• **Entries from an annotation dataset**:
================

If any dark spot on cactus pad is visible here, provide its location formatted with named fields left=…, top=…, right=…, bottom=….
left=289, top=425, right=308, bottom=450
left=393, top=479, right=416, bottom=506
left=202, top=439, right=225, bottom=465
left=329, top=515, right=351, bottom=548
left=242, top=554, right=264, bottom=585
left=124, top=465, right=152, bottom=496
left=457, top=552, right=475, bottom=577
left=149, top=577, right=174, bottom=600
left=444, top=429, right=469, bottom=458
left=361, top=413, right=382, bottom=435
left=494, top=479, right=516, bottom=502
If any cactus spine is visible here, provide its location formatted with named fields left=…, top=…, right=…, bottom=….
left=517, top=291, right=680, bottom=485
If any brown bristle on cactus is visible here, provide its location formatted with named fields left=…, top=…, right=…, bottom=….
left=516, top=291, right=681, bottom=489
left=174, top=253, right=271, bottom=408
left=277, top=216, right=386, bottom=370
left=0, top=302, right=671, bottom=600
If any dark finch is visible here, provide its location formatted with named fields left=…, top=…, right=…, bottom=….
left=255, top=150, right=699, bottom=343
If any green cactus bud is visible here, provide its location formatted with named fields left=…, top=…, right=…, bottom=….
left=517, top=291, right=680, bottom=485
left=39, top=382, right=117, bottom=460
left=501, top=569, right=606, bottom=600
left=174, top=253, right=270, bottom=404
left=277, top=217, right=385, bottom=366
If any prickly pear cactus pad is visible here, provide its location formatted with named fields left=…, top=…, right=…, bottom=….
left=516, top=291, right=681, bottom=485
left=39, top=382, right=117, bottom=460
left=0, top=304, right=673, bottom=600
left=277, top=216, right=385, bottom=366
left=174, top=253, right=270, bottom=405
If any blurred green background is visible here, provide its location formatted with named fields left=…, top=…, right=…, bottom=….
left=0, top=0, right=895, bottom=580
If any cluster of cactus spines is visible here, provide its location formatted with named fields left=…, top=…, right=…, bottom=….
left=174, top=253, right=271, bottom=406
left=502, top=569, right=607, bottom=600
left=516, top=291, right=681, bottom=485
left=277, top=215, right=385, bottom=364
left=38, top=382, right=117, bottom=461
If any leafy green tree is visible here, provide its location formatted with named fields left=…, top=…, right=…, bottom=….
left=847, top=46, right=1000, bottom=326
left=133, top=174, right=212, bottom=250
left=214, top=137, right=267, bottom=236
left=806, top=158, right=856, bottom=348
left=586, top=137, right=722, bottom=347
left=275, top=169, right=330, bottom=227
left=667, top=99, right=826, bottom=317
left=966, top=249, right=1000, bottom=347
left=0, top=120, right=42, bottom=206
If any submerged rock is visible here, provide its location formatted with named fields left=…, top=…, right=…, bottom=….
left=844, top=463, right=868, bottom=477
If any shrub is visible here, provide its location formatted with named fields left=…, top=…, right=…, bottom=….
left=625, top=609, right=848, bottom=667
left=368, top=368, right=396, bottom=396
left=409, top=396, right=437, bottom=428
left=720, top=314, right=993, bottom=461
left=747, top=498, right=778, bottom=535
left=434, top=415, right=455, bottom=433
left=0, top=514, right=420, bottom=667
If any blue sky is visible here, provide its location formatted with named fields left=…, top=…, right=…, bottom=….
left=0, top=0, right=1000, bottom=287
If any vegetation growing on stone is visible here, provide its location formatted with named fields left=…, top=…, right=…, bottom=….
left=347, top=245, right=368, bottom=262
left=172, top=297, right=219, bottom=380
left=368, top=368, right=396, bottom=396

================

• **Aim of the task**:
Write out, word for word, the stretch of the records from their first line through the line that contains "left=255, top=150, right=699, bottom=343", including both ends.

• **Response for this exercise**:
If any dark spot on cactus pad is visible here, provide its location formatted with named fields left=…, top=…, right=…, bottom=….
left=289, top=425, right=308, bottom=450
left=393, top=479, right=416, bottom=506
left=202, top=439, right=225, bottom=465
left=329, top=515, right=351, bottom=548
left=242, top=554, right=264, bottom=585
left=124, top=465, right=152, bottom=496
left=457, top=552, right=475, bottom=577
left=149, top=577, right=174, bottom=600
left=444, top=429, right=469, bottom=458
left=361, top=413, right=382, bottom=435
left=494, top=479, right=516, bottom=502
If any cactus spine is visible here, provide its location formatted with named fields left=…, top=…, right=…, bottom=….
left=517, top=291, right=680, bottom=485
If any brown bristle on cactus is visible here, provide its location formatted with named fields left=…, top=…, right=…, bottom=….
left=516, top=291, right=681, bottom=489
left=174, top=253, right=271, bottom=408
left=277, top=216, right=386, bottom=370
left=0, top=302, right=671, bottom=600
If any dark finch is visible here, provide its location formatted with named fields left=…, top=…, right=…, bottom=….
left=255, top=150, right=699, bottom=343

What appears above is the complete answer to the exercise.